§ **EXTRACT TO READ**:
# # # #

How do you define luxury? Take a long and winding road to the heart of this stunning new resort, both the largest in scale and the smallest in room number of any Raffles in the world.

By Vincent Vichit-Vadakan

Sep 5, 2022

SOMETIMES I CAN BE LIKE a kid in a toy store over some of the most trivial things. As the limo was driving me to Raffles Bali, I was a little distracted by more treats and amenities than I knew I needed, like a leather-bound flask and shot glasses for refreshments, handmade sweets wrapped in banana leaves, nuts (“We have a cashew tree on the grounds, but not enough to serve our guests,” said my chatty driver, “yet”), magazines and a power bank for charging up after a long flight, I almost didn’t notice that we’d pulled up to the gates of the property.

When we drove into Raffles Bali, I was struck by how far the entrance is from the lobby–1.5 kilometers! That’s the first time the sheer scale of the resort hit me. Built over 23 hectares (making it the largest property anywhere in the world under the legendary Rafflesbrand) there are just 32 villas, which is the smallest number of keys for any Raffles. You do the math. That means that the resort, and by extension its guests, have a lot of room to play with. The owners also have plans for a 100-hectare golf course just over a hill, ensuring that the natural view from the resort will remain undisturbed.

Once I settled in, it was time to go exploring. Dika Nanta, the resort’s Botanical Guru, took me on a tour of one of the property’s most distinctive features: its sprawling lush grounds. The young man wears his title of guru well–he’s a walking, talking encyclopedia with a passion for plants and Balinese culture.

As we scoot around in a buggy on the resort’s hilly paths, he reels off factoids in his soothing but authoritative Balinese burr pointing out the direction in which the fronds of the travelers palm, adopted as the symbol of the hotel, grow (they grow on a north-south axis to catch the most sunlight); a bodhi tree (under one of which Buddha is said to have found enlightenment); the naupaka flower that looks like its missing half its petals because, legend says, of a lovers’ spat; and moringa, he grew up eating not because it’s a trendy superfood but because it grows wild here. We stop at a souring tamarind tree and I get to return the favor by sharing that not just the pulp of the fruit but the young leaves are also a popular addition to soups in the northeast of Thailand.

Back in my villa, it was time for strong black Javanese tea scented with jasmine flowers and leaves and jamu, healthy and herbaceous infusions and decoctions that are made up fresh daily. New snacks and fruit platters appeared every night with some of my favorites like huge juicy rambutan and tart crisp snake fruit.

The all-seaview, all-private-pool villas have comfortable interiors, decked out with dark wood floors, rattan furniture and traditional batik fabrics. Outdoors, the spacious garden areas are a constant temptation to lounge about. My infinity pool looked over the Indian Ocean by day and the lights of Jimbaran by night. Nerdy plane-spotters (we all know at least one) will also enjoy the uninterrupted views of the runway of Bali Ngurah Rai International Airport in the distance. I spent more than one afternoon with a book in the shade of the pool-side gazebo, which was also a great place to curl up with an after-dinner drink and gaze at the stars.

# # # #

§ **GIVEN INFORMATION**:
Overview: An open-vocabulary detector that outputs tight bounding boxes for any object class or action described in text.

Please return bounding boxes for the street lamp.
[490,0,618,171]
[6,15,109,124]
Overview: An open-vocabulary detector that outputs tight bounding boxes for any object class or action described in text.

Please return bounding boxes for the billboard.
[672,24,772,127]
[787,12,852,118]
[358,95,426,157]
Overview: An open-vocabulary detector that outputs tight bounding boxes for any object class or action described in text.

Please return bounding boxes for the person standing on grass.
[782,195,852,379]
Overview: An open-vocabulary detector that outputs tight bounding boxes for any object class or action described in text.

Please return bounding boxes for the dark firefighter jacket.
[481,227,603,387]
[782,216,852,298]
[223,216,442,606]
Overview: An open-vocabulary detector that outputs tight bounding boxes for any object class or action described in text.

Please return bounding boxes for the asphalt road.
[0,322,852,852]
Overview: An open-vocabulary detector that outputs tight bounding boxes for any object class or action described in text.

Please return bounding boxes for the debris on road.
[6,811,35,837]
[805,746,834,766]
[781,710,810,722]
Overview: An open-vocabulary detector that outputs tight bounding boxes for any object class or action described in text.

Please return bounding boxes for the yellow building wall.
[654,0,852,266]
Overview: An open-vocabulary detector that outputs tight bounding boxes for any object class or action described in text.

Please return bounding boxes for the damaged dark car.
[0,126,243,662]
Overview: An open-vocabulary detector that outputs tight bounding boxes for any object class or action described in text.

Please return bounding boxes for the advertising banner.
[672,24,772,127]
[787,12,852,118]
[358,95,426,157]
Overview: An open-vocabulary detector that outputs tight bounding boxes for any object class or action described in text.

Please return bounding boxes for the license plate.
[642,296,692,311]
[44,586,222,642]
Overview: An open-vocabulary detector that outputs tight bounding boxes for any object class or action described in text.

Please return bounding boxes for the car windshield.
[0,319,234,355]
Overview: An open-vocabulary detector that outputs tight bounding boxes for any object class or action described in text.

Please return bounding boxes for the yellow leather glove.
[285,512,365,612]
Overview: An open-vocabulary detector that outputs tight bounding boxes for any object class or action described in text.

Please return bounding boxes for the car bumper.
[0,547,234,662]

# # # #

§ **TASK GOAL**: From the Raffles Bali article above, copy out the passage that begins at the words "As we scoot" and stops after "northeast of Thailand.".

§ **TASK OUTPUT**:
As we scoot around in a buggy on the resort’s hilly paths, he reels off factoids in his soothing but authoritative Balinese burr pointing out the direction in which the fronds of the travelers palm, adopted as the symbol of the hotel, grow (they grow on a north-south axis to catch the most sunlight); a bodhi tree (under one of which Buddha is said to have found enlightenment); the naupaka flower that looks like its missing half its petals because, legend says, of a lovers’ spat; and moringa, he grew up eating not because it’s a trendy superfood but because it grows wild here. We stop at a souring tamarind tree and I get to return the favor by sharing that not just the pulp of the fruit but the young leaves are also a popular addition to soups in the northeast of Thailand.